> **Objective**
Quote word for word the lines of the listing starting at the line that contains "906, row 202." and ending at the line that contains "column 685, row 542", including both of those lines.

=== Stored rows ===

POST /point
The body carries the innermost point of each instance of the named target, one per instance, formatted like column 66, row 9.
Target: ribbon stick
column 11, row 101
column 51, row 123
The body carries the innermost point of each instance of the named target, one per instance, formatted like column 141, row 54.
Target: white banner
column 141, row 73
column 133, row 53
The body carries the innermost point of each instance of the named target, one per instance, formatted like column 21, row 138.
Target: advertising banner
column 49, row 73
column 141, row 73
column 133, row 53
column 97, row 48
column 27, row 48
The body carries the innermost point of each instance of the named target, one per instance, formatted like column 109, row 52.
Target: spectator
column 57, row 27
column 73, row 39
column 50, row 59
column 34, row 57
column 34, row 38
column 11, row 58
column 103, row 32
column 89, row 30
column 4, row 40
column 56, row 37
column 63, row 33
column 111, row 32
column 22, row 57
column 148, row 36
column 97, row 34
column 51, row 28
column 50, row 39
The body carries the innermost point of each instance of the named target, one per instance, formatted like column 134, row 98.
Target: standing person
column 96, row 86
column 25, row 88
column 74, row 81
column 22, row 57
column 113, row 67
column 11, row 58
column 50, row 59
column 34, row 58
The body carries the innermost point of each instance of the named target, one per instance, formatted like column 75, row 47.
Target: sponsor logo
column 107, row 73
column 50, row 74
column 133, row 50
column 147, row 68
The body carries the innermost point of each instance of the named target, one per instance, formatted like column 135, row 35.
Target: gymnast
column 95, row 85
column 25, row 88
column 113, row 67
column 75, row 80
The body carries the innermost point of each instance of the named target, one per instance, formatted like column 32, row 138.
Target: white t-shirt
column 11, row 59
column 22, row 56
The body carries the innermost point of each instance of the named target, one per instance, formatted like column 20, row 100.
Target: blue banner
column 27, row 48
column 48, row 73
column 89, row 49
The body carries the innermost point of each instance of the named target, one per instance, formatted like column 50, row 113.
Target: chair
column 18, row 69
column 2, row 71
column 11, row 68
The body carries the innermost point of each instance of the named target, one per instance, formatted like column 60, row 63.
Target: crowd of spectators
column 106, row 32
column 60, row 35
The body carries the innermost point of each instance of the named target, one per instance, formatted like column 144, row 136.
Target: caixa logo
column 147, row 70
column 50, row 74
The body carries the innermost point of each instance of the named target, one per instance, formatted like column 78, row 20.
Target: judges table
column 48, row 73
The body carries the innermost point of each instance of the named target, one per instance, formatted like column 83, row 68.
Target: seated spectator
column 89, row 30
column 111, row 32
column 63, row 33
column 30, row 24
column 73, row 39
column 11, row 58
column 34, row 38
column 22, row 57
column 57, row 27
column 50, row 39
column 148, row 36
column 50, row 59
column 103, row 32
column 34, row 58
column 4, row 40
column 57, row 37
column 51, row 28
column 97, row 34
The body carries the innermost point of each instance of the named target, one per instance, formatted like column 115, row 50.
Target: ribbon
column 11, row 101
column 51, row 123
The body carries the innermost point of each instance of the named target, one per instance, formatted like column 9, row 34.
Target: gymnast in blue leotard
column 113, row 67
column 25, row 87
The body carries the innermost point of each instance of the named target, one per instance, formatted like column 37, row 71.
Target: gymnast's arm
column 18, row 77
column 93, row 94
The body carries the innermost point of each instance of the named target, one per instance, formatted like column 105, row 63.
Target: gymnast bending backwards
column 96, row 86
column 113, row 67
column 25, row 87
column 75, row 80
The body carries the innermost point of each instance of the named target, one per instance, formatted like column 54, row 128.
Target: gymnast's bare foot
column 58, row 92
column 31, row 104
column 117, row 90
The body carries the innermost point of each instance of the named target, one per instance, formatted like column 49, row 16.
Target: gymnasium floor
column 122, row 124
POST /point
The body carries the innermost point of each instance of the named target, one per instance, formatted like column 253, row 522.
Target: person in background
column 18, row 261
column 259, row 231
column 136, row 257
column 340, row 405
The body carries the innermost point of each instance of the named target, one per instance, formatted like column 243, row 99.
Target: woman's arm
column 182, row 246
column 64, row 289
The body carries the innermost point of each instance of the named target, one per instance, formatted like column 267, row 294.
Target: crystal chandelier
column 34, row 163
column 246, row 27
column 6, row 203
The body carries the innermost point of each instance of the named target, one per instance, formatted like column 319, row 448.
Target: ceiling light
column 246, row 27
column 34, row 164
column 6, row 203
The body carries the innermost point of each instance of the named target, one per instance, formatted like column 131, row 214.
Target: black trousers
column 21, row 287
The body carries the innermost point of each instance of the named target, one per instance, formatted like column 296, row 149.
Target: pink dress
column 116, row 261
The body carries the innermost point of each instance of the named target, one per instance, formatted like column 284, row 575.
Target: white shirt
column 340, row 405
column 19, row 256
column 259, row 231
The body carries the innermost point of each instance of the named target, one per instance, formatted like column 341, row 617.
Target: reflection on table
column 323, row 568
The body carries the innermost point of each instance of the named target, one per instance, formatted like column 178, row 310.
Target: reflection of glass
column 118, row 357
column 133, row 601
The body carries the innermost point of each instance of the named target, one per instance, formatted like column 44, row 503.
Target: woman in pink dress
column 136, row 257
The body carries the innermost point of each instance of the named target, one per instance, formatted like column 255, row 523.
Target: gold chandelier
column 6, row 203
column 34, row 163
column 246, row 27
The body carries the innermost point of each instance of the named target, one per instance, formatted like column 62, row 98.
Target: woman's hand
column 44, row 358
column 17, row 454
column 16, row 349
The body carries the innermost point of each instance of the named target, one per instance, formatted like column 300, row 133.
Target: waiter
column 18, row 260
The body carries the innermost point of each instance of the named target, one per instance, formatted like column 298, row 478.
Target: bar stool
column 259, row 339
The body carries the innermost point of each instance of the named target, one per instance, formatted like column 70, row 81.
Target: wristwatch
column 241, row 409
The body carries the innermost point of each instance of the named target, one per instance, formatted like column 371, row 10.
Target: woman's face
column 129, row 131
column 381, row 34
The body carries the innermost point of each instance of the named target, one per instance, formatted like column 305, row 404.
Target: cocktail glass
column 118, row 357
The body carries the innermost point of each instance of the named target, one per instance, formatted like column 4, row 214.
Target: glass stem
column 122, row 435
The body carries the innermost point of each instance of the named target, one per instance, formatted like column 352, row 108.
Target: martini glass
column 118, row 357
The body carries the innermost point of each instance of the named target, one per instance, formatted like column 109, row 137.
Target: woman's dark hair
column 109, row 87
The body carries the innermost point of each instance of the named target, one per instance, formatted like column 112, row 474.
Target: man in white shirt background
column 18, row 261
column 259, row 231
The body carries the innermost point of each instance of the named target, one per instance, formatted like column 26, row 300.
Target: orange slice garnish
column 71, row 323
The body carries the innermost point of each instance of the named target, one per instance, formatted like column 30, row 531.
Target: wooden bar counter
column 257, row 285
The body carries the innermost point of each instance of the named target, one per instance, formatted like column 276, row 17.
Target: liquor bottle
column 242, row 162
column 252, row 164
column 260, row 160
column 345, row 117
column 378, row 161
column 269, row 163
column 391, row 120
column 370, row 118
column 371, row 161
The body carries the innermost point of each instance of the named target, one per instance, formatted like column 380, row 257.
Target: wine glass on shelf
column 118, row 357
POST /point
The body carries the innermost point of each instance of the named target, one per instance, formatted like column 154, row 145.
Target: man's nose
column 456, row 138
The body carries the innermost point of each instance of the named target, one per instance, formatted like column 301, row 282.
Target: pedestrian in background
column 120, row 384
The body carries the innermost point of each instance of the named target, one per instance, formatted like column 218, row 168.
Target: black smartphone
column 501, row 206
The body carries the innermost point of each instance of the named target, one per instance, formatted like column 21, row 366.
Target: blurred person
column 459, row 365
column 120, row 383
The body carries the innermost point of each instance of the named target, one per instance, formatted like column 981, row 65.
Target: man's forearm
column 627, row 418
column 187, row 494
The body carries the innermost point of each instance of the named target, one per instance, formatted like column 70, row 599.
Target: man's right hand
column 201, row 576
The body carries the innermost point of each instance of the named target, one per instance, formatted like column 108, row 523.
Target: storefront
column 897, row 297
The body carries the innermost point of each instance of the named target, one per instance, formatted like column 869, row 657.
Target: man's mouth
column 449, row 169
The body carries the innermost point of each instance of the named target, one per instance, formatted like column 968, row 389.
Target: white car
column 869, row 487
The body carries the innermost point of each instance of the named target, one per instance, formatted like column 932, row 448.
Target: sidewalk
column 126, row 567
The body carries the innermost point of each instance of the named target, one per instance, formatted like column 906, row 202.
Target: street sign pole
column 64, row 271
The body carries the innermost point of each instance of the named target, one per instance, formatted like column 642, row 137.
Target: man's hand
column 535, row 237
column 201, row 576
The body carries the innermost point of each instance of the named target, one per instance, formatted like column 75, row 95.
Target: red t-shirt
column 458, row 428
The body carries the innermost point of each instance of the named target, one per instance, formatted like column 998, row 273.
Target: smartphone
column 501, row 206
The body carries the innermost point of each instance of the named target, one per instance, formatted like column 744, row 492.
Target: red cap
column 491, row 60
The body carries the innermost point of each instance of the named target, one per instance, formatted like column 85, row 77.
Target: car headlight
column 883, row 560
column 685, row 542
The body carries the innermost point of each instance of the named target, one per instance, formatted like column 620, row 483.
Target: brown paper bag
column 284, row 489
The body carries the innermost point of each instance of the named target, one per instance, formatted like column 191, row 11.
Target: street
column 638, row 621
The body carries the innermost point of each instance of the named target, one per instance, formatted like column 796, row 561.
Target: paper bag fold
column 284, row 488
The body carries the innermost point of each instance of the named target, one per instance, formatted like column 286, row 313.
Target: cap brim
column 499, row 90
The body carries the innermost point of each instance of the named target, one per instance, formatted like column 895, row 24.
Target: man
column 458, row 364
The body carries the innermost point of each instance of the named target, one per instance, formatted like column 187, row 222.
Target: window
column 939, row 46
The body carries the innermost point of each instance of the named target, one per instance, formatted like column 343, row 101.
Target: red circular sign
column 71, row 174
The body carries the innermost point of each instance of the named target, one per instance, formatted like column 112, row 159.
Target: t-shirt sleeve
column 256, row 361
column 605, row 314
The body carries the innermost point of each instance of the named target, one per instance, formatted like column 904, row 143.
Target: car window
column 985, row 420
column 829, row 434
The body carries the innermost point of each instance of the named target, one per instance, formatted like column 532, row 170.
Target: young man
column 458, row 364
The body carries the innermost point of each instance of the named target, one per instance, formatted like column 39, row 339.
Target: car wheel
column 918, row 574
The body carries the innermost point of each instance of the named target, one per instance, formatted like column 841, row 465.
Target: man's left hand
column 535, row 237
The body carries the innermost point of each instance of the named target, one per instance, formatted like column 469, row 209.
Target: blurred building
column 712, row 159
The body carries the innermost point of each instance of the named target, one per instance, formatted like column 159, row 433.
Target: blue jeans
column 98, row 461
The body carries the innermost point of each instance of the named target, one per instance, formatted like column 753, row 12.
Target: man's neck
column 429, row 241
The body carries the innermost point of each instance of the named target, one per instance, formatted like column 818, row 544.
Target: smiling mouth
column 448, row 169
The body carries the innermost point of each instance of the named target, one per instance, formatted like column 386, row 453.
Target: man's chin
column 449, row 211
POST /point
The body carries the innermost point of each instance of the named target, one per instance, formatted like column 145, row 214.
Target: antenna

===

> **Response to the task**
The body carries the innermost point of each instance of the named target, one per instance, formatted like column 906, row 202.
Target: street sign pole
column 64, row 271
The body carries the innermost point of each instance of the named target, one per instance, formatted like column 642, row 137.
Target: man's hand
column 535, row 237
column 201, row 576
The body carries the innermost point of each instance of the named target, one per instance, formatted like column 75, row 95.
Target: red t-shirt
column 458, row 428
The body carries the innermost point of each instance of the named target, one per instance, formatted like column 998, row 273.
Target: smartphone
column 501, row 206
The body carries the innermost point of each instance of the named target, one per instance, formatted like column 744, row 492.
Target: red cap
column 491, row 60
The body carries the innermost point of each instance of the named target, one per instance, formatted like column 85, row 77.
Target: car headlight
column 883, row 560
column 685, row 542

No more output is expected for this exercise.